* Complete o seguinte *
A) Indique todos os montantes em euros mencionados no acórdão sobre perda a favor do Estado, pela ordem em que surgem.
B) Repita, sem qualquer alteração, o trecho do acórdão sobre perda a favor do Estado que abre com as palavras "Texto Integral" e fecha com "de 1.125 EUR.".
C) Retome o acórdão sobre perda a favor do Estado e prossiga a redação a partir do ponto em que termina.

* Texto fornecido *
__________

Ups... Isto não correu muito bem. Por favor experimente outra vez.
PERDA A FAVOR DO ESTADO
Sumário
Por força do disposto no art. 23º, n.º 3 do Dec. Lei 28/84, de 20/1, não é possível fundamentar a perda a favor do Estado das máquinas empregues no cometimento do respectivo ilícito, pois ali só é cominada a possibilidade de perdimento das mercadorias contrafeitas ou falsificadas.
Texto Integral
Acordam, em audiência, no Tribunal da Relação do Porto:
No processo comum singular nº…/02.7 EAPRT, que corre termos no ..ºjuízo da comarca de Paços de Ferreira, sentenciou-se:
“Condenar o arguido B……, pela prática de um crime de fraude sobre mercadorias, p. e p. pelo art.º 23º, n.º 1, al. a) do DL n.º 28/84, de 20 de Janeiro, em concurso efectivo, com um crime de contrafacção, imitação e uso ilegal da marca, na pena única de 385 dias de multa, à razão diária de 3,25 EUR, o que perfaz a quantia de 1.251,25 EUR.
Condenar ainda a arguida C….., Lda, pela prática de um crime de fraude sobre mercadorias, p. e p. pelo art.º 23º, n.º 1, al. a) do DL n.º 28/84, de 20 de Janeiro, em concurso efectivo, com um crime de contrafacção, imitação e uso ilegal da marca, na pena única de 225 dias de multa, à razão diária de 5 EUR, o que perfaz a quantia de 1.125 EUR.
Custas criminais a cargo dos arguidos, fixando-se em 2 (duas) UC a taxa de Justiça, acrescida de 1% nos termos do art. 13º do Dl. nº423/91 de 30 de Outubro e fixando-se no mínimo a procuradoria.

__________

(Entradas de dados extraídas)
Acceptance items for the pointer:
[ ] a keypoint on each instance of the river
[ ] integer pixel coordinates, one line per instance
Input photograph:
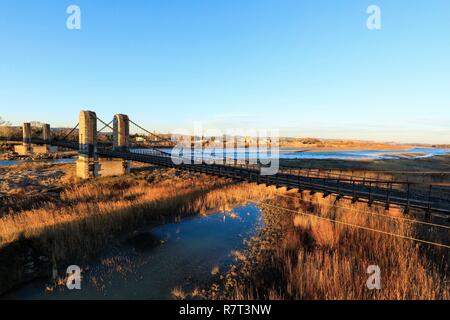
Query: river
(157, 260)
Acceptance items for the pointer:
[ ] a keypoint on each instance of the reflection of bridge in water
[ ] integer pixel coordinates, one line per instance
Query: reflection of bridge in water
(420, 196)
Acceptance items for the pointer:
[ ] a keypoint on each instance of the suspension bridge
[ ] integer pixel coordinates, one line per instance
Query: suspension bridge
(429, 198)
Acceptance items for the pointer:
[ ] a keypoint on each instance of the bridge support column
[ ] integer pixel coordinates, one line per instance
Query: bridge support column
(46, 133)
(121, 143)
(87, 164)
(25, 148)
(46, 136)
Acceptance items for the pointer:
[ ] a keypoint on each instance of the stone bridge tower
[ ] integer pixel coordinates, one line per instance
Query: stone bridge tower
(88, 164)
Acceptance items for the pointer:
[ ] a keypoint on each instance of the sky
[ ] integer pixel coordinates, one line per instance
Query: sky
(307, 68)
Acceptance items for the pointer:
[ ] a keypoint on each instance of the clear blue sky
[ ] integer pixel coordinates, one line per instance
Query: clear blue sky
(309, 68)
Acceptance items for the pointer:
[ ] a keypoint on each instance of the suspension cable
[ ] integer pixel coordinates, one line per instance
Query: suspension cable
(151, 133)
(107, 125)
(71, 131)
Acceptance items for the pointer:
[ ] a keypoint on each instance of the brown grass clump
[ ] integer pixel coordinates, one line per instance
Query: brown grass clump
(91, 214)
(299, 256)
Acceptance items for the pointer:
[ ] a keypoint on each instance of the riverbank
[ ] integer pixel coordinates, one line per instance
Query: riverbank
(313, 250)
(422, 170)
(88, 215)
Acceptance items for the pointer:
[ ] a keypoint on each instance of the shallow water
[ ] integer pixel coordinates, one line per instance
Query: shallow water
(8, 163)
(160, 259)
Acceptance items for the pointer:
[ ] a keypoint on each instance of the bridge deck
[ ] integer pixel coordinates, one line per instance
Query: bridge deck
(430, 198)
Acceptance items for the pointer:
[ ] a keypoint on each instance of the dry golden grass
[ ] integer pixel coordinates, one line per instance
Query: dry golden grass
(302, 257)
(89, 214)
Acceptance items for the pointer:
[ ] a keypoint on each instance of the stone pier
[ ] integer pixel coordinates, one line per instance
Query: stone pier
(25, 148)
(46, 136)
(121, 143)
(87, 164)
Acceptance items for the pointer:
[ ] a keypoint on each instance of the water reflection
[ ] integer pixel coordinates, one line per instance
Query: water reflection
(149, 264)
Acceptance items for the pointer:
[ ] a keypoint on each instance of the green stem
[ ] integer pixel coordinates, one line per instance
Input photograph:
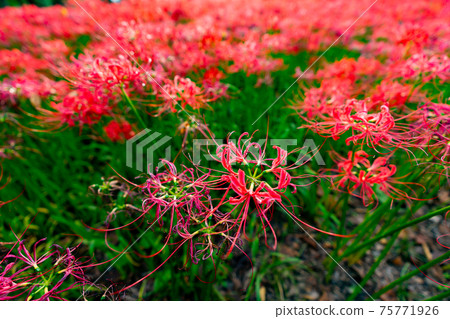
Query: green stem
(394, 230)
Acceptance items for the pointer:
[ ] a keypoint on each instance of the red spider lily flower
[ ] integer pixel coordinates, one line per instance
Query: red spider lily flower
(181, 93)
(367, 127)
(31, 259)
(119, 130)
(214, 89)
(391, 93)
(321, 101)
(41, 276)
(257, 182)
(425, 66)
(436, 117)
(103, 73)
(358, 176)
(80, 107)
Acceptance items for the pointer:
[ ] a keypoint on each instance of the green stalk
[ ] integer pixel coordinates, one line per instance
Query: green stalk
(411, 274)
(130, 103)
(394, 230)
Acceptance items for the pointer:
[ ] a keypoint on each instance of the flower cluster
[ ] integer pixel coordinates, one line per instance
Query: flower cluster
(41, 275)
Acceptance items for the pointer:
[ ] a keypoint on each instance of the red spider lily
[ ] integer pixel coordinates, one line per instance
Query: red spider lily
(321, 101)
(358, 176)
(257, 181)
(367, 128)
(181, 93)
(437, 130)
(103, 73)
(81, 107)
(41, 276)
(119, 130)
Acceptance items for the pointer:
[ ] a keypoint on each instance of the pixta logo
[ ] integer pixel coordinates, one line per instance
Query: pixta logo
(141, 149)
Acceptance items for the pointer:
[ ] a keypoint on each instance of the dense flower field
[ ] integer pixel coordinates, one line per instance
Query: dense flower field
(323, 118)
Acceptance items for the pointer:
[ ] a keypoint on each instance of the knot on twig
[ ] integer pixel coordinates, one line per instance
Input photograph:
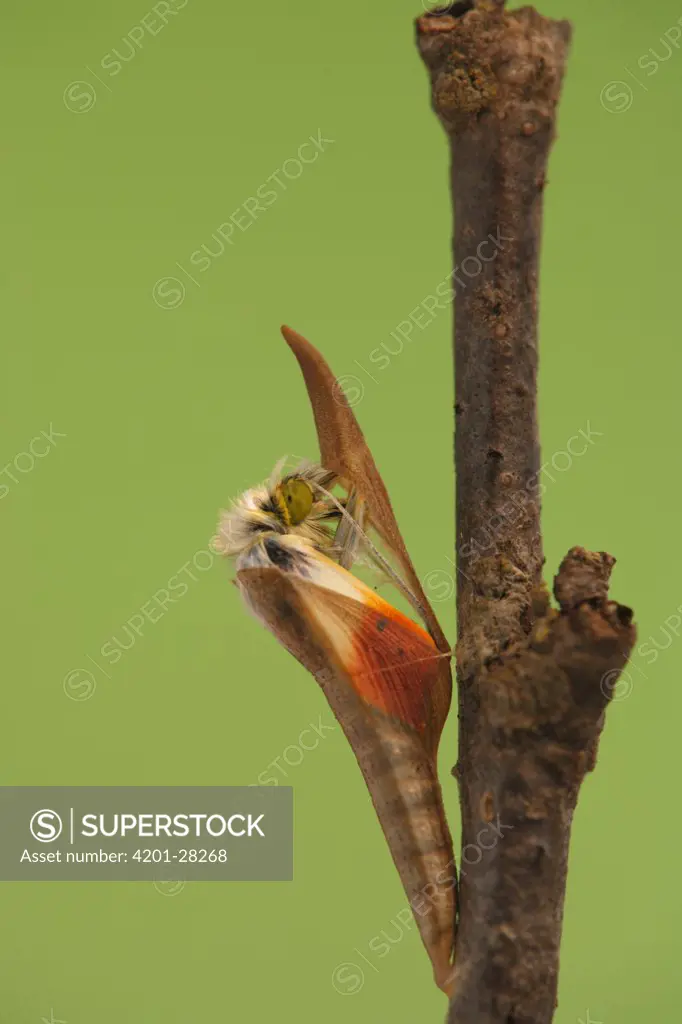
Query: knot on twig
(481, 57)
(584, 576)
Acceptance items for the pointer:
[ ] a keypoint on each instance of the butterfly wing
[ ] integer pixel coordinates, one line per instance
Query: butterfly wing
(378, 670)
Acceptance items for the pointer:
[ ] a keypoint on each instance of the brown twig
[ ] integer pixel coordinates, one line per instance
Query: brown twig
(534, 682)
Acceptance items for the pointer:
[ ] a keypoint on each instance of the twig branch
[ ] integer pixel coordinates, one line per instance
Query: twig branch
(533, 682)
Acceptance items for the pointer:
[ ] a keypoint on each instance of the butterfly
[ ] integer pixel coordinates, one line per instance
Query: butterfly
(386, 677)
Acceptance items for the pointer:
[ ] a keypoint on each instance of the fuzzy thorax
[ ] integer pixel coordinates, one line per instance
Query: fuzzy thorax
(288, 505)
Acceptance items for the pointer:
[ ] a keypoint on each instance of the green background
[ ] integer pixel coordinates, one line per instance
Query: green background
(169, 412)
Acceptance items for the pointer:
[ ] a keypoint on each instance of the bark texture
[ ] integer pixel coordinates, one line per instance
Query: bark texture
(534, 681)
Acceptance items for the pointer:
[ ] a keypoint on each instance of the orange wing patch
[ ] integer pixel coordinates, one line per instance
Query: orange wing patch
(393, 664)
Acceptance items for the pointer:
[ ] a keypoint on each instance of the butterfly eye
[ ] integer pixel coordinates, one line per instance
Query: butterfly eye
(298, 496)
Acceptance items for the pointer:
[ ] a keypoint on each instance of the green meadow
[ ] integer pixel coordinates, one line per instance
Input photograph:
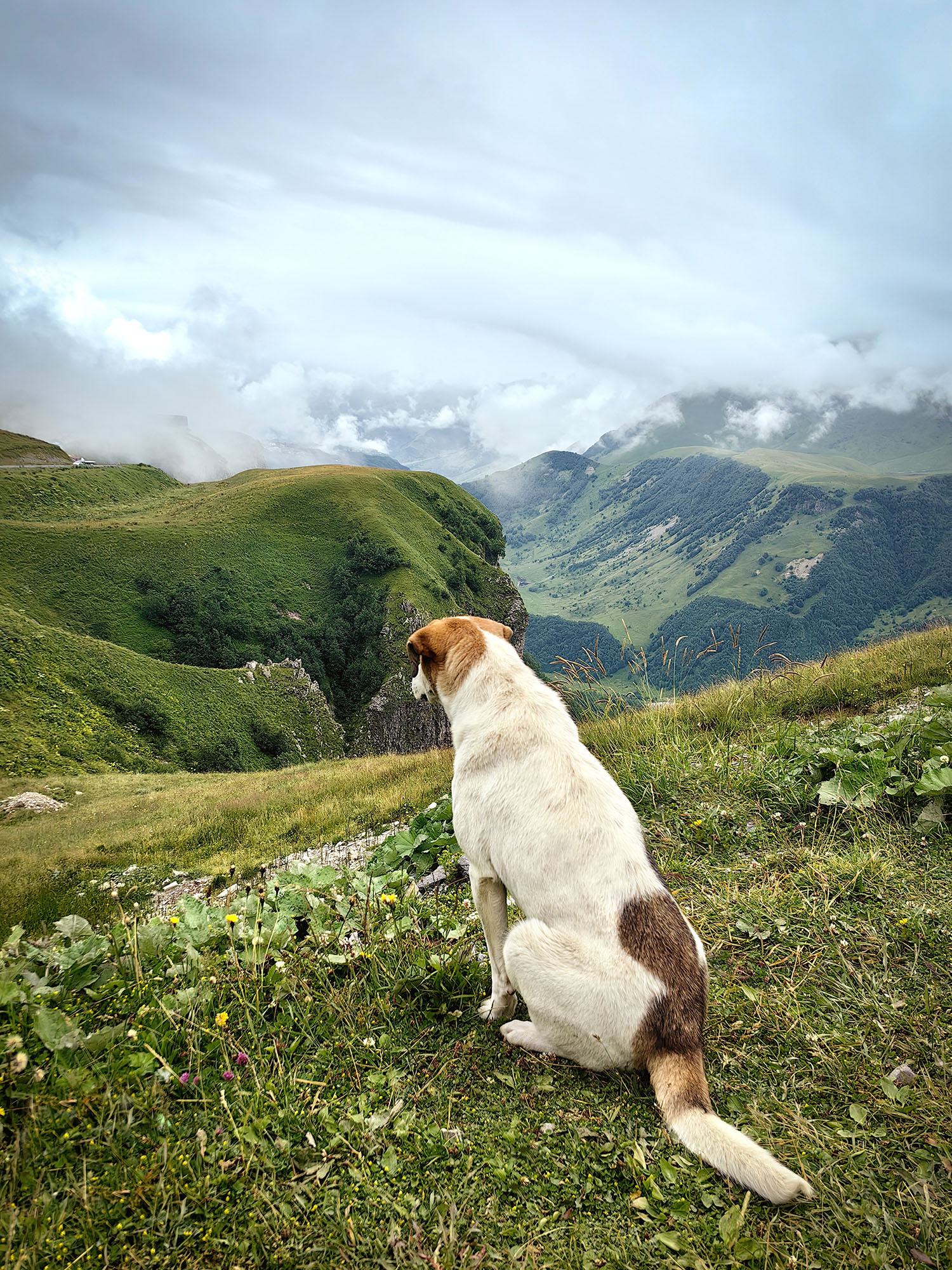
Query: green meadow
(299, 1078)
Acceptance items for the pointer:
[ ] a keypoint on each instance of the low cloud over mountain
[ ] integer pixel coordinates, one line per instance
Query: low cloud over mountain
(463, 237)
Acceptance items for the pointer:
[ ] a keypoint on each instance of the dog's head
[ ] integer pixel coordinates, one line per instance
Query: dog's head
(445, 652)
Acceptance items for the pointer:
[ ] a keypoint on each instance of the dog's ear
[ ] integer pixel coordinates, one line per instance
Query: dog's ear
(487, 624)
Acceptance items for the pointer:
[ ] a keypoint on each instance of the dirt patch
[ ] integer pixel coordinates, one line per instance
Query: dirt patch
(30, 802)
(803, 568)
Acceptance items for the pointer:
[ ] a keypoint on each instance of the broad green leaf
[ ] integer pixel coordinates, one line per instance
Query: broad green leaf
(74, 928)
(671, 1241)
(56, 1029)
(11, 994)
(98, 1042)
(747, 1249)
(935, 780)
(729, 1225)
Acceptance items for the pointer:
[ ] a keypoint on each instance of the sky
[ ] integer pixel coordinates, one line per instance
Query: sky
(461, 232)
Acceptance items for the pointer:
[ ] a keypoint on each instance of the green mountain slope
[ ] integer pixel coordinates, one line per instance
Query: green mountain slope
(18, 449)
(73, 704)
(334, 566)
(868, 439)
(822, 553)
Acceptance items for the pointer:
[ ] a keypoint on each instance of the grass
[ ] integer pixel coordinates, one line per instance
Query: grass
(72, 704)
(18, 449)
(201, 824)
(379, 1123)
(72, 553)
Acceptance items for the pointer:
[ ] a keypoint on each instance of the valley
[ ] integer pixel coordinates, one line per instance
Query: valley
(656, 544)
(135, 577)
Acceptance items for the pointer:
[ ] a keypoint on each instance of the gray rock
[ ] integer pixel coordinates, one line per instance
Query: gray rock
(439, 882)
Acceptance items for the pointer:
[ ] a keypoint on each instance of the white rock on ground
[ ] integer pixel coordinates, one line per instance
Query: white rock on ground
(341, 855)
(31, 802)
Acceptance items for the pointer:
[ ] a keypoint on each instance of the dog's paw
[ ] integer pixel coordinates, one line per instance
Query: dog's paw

__________

* Respostas por tarefa *
A) 3,25 EUR; 1.251,25 EUR; 5 EUR; 1.125 EUR

B)
Texto Integral
Acordam, em audiência, no Tribunal da Relação do Porto:
No processo comum singular nº…/02.7 EAPRT, que corre termos no ..ºjuízo da comarca de Paços de Ferreira, sentenciou-se:
“Condenar o arguido B……, pela prática de um crime de fraude sobre mercadorias, p. e p. pelo art.º 23º, n.º 1, al. a) do DL n.º 28/84, de 20 de Janeiro, em concurso efectivo, com um crime de contrafacção, imitação e uso ilegal da marca, na pena única de 385 dias de multa, à razão diária de 3,25 EUR, o que perfaz a quantia de 1.251,25 EUR.
Condenar ainda a arguida C….., Lda, pela prática de um crime de fraude sobre mercadorias, p. e p. pelo art.º 23º, n.º 1, al. a) do DL n.º 28/84, de 20 de Janeiro, em concurso efectivo, com um crime de contrafacção, imitação e uso ilegal da marca, na pena única de 225 dias de multa, à razão diária de 5 EUR, o que perfaz a quantia de 1.125 EUR.

C)
Determino a perda dos bens apreendidos nos autos, nos termos do art.º 23º, nº 3 do DL nº 28/84 e 109º, n.º 1 do Código Penal, no que interessa às máquinas apreendidas ainda e que serviram à prática do crime.
Condeno os arguidos a fazerem publicar, a expensas suas, no jornal “Tribuna Pacense”, a presente sentença (por excerto, relativo à identificação dos arguidos, aos elementos típicos das infracções e às sanções aplicadas)”.
*
Inconformados, interpuseram os arguidos o presente recurso, concluindo:
«1 – No douta sentença recorrida, a M.ma Juiz determinou a perda dos bens apreendidos, nos termos do artigo 23º, n°3 do DL 28/84 e 109, n°1 do CP, nomeadamente no que interessa às máquinas apreendidas nos autos e que serviram à prática do crime.
2- Nos termos do artigo 109º do CP, os bens apreendidos, apenas podem ser declarados perdidos a favor do estado, “quando, pela sua natureza ou pelos circunstâncias do caso, puserem em perigo a segurança das pessoas, a moral ou o ordem pública ou ofereçam sério risco de se utilizados para o cometimento de novos factos ilícitos típicos”.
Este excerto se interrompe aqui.